### Study text
-*-*-
One hand clutching the car door and the other gripping the seat, Dr Suresh Advani lifts himself from his wheelchair and slides into the passenger seat of his vehicle. “See, everything is easy if you work for it,” he says.
While the Medical Council of India (MCI), in its latest guidelines, has said people with certain disabilities cannot pursue MBBS, the 71-year-old medical oncologist, with 80 per cent locomotor disability, makes a case for allowing disabled students to chase a career in medicine.
Advani, who was awarded the Padma Bhushan in 2012, works for 14-15 hours daily, attending to at least 100 cancer patients, many of them from across the country.
“For a body like the MCI, the rules they make should be realistic. They should guide rather than obstruct,” he says. He says that instead of making disabled students ineligible, the MCI “must guide them on how they can pursue medical education”.
“If the government does not let a student try, how will they prove themselves. I do not support reservation, we don’t need any. And I also don’t support the idea of making disability an eligibility criteria,” he says.
When he was just eight years old, Advani suffered from polio, which left him wheelchair-bound. He completed his school education in Mumbai’s central suburb of Ghatkopar. When he was 18, he sat for the medical entrance exam. “Even then, there was discrimination. I was refused admission,” he says.
He was later granted admission after he presented his case to the state government. “But the dean of Grant Medical College said I would get no special concessions. I agreed,” he recalls.
-*-*-
### Supplied material
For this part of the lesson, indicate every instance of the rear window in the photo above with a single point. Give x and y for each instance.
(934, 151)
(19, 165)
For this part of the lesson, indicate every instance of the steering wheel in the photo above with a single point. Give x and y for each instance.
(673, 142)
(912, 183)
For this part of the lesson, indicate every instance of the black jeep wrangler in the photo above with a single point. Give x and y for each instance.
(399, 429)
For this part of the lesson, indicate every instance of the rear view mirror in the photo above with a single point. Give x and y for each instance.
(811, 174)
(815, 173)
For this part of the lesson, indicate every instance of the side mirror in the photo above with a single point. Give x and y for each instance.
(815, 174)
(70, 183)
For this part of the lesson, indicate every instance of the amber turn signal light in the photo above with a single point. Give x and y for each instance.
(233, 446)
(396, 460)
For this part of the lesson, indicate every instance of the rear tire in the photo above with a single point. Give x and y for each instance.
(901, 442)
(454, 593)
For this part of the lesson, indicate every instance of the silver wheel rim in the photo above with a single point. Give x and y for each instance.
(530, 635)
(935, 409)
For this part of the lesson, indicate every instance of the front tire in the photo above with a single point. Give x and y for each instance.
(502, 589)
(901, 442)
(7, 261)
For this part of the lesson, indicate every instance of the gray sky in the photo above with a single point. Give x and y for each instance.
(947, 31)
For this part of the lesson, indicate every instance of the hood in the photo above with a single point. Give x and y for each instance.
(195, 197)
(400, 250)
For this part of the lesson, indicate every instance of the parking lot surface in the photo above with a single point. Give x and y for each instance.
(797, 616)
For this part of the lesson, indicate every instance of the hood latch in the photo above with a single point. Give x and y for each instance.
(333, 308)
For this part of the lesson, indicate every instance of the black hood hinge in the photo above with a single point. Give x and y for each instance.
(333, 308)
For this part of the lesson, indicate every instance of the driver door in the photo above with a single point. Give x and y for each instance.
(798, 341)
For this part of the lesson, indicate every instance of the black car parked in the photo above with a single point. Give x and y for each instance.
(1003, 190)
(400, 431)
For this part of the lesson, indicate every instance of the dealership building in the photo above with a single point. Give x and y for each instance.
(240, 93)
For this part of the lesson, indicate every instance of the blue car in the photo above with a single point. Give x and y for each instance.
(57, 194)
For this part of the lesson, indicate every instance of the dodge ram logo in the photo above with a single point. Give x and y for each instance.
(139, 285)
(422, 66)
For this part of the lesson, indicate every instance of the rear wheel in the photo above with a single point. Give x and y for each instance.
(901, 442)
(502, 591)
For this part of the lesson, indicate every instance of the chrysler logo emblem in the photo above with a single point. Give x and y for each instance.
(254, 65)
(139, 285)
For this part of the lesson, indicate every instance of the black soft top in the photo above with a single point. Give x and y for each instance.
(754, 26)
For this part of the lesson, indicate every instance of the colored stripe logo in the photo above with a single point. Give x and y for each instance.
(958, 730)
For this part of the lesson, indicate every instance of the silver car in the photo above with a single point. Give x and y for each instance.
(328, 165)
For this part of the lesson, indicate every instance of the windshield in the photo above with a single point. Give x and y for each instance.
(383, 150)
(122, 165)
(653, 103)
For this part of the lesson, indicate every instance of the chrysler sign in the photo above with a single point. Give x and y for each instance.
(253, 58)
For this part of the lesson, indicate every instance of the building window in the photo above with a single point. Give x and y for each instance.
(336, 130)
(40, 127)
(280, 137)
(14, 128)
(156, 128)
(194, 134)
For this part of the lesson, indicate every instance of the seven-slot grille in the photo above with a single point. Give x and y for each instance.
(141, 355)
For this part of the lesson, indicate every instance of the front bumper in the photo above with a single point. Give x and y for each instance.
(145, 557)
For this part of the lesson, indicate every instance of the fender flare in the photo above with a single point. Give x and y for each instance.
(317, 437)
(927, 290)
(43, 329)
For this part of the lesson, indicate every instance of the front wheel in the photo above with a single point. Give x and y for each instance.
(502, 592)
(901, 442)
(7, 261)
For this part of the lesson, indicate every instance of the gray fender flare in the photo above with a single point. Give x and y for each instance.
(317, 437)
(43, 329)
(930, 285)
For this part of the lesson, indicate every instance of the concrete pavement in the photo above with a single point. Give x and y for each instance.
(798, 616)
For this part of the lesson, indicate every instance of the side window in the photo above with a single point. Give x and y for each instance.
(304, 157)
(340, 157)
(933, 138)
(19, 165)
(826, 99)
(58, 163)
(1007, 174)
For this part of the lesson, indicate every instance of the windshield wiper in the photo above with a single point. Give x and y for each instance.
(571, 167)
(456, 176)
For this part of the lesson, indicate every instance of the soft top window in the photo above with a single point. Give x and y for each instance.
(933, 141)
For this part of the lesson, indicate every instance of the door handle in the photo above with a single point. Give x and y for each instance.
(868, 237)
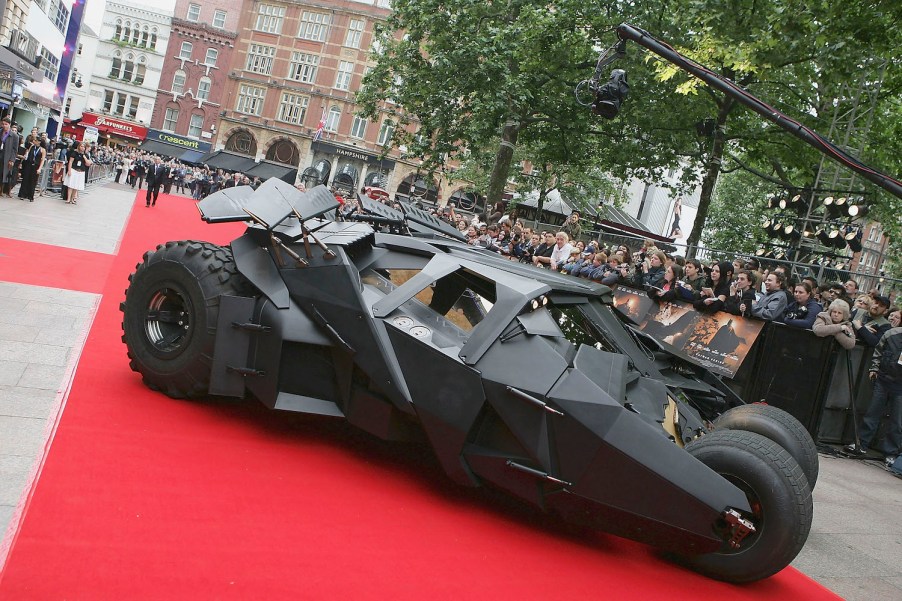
-*-*-
### What to work on
Continue the article about Dr Suresh Advani and the medical council's rules on disabled students, starting after its last sentence.

### Response to this task
Advani went on to pursue a Masters degree in general medicine from Grant Medical College, working for over 24 hours at a stretch during his residency. “All I needed was some help from friends when there were steps, or places where the wheelchair could not go,” he says.
When he was 28, he moved to London where he worked for three years. On his return, Advani worked at the Tata Memorial Hospital for 25 years, before starting his private practice. As a consultant at four hospitals, he begins work around 10 am and ends around midnight. Besides the Padma Bhushan, Advani was also awarded the Padma Shri and the Dr B C Roy national award from MCI.
Following the Rights of Persons with Disabilities Act, 2016, which expanded the disability list from seven to 21, the MCI, on the directions of the Ministry of Health and Family Welfare, set up a medical counselling committee to frame guidelines for medical students with disabilities. The guidelines, released in June, mandate that students with certain disabilities like autism, a range of hearing disabilities and locomotor disability beyond 70 per cent are ineligible to pursue medical education under disability quota.
Subsequently, in Maharashtra, of the 110 students who were admitted under the five per cent disability quota, eight were found to be ineligible. “The eight students found ineligible were not allowed to attend classes (which began on Thursday). We are only following MCI guidelines. The students have gone to court, but a decision is pending,” says Dr Pravin Shingare, director, Directorate of Medical Education and Research (DMER).
According to the MCI, a medical board, in four hospitals in Delhi, Mumbai, Kolkata and Chennai, will provide eligibility certificate after a student with disability clears NEET.
“There is no need for a medical board. A person knows his potential. He must be allowed to challenge himself,” says Advani. “I am also not in support of reservation for disabled. If they clear NEET, they must be treated as equals.”
“We are going several steps back. In other fields, employment opportunities are opening up for the disabled. Several disabled students are entering IIT and IIM, then why not medicine,” says Anjali Agarwal, attached to the Delhi-based NGO Samarthyam, which works for the rights of the disabled.
“These are very new guidelines. We will have to initiate dialogue with the government,” says disability rights activist Nidhi Goyal.